→ LISTED ENTRIES
▶
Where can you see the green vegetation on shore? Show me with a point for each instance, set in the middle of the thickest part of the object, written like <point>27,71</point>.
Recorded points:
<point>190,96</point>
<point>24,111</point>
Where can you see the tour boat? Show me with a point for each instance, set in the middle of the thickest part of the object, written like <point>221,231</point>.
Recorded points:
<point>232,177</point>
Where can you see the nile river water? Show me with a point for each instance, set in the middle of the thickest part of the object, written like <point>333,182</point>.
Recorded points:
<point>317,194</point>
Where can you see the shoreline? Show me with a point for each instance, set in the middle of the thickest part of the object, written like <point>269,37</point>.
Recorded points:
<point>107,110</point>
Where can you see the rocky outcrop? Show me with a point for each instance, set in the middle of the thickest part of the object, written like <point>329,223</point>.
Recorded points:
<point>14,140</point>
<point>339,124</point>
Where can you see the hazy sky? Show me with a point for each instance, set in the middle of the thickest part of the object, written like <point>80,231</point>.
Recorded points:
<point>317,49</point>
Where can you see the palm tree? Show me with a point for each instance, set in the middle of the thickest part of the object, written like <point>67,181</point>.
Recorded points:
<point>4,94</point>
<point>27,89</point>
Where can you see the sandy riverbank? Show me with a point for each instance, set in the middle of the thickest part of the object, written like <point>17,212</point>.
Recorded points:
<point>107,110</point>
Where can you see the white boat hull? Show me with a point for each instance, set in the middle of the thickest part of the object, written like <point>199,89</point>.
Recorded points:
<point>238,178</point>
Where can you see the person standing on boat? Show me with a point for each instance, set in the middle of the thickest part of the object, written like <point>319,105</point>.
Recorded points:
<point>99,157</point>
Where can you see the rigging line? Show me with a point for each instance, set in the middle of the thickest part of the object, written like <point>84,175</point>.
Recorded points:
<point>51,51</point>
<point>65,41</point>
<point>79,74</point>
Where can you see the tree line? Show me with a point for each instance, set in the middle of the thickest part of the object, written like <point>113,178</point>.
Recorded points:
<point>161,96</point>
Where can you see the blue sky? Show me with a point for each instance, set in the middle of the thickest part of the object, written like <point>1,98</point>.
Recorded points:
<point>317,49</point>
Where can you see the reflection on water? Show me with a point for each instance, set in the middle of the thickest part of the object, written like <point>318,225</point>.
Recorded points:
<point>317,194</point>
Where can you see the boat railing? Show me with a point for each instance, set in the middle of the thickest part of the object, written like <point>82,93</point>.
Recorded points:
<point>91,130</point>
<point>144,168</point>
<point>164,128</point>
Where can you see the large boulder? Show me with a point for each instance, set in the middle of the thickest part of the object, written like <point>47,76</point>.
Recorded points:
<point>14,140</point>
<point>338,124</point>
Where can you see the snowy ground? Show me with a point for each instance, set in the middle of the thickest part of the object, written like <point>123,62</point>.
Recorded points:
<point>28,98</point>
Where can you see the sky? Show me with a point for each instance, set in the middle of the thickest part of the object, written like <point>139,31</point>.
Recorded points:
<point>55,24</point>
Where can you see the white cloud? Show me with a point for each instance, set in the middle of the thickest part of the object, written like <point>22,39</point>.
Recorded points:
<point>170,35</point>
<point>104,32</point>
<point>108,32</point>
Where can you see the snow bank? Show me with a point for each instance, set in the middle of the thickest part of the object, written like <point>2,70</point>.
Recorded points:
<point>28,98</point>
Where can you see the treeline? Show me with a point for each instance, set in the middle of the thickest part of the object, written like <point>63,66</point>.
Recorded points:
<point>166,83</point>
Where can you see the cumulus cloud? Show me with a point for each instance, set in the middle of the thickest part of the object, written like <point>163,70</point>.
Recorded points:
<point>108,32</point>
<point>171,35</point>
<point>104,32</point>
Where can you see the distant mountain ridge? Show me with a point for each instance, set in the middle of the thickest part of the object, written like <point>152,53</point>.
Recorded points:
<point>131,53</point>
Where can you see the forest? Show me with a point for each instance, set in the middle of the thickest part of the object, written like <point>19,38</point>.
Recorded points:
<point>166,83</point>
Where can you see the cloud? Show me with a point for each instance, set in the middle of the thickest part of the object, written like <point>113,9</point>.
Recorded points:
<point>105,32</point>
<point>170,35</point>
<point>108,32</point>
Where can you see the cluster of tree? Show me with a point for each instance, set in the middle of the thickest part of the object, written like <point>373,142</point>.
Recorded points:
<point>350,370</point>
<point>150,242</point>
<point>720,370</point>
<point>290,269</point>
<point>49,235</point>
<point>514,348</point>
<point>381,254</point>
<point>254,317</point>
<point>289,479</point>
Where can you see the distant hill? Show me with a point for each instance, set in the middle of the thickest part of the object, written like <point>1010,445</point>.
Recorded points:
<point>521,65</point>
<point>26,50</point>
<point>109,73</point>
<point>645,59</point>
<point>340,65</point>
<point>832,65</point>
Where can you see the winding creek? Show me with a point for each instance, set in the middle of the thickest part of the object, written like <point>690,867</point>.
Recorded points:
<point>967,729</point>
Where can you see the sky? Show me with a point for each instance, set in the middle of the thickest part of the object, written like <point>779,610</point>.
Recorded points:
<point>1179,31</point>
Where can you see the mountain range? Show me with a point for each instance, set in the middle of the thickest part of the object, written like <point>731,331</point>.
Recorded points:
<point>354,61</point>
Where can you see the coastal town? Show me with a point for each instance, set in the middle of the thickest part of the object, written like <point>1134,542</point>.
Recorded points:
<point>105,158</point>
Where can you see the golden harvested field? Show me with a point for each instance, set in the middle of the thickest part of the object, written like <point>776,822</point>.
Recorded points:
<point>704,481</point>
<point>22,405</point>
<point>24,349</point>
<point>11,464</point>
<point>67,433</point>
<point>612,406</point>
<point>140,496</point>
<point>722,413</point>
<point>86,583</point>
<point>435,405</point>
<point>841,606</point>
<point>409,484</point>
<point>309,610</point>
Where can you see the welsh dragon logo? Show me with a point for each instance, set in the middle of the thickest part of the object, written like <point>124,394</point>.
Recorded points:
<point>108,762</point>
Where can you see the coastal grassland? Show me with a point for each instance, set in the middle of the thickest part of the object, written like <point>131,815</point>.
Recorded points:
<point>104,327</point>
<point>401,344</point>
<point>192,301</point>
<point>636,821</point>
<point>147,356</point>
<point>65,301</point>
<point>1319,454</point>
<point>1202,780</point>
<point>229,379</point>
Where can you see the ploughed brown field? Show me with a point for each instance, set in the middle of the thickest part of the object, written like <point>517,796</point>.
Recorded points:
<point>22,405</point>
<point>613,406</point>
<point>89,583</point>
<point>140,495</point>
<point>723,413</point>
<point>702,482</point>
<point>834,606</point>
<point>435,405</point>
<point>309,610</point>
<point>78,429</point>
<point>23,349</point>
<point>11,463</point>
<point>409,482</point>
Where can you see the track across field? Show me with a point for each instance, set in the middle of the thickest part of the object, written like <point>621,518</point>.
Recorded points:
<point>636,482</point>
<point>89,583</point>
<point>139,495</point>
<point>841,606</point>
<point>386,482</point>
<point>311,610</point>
◀
→ EXERCISE DIRECTIONS
Copy out the lines from the first one through the line containing "<point>27,89</point>", both included. Keep the requests, and adjust every coordinate in the recorded points by -84 while leaving the sample points in the requests unchanged.

→ TASK OUTPUT
Where can you see the green vegetation on shore? Show me with a point for each instance, set in the middle of the thickest part of the object, written like <point>27,71</point>.
Recorded points:
<point>106,12</point>
<point>-60,27</point>
Where can you see the tour boat? Show me with a point for each instance, set in the middle of the thickest part of the object, written like <point>221,231</point>.
Recorded points:
<point>148,93</point>
Where can you see the nile river water? Show me with a point for each instance, set in the middle of the thickest part of the object, written like <point>333,182</point>.
Recorded points:
<point>233,110</point>
Where can you see the shoreline? Show me with a point for each instance, set in the middle of the thickest part of the object, written like <point>269,37</point>.
Recorded points:
<point>23,26</point>
Where can you see the rocky outcrop? Show me with a point for each instance, set in the middle of the thickest part of the object, written like <point>329,223</point>.
Recorded points:
<point>-70,56</point>
<point>255,40</point>
Where can you see the hazy sky? Show me with a point for each instance, set in the middle of the thickest part of the object, written like <point>80,231</point>.
Recorded points:
<point>233,-35</point>
Where can you see the palm tree? Show me with a point for each instance, set in the middle of the thickest part of the object, written like <point>67,181</point>.
Recorded points:
<point>-80,10</point>
<point>-57,5</point>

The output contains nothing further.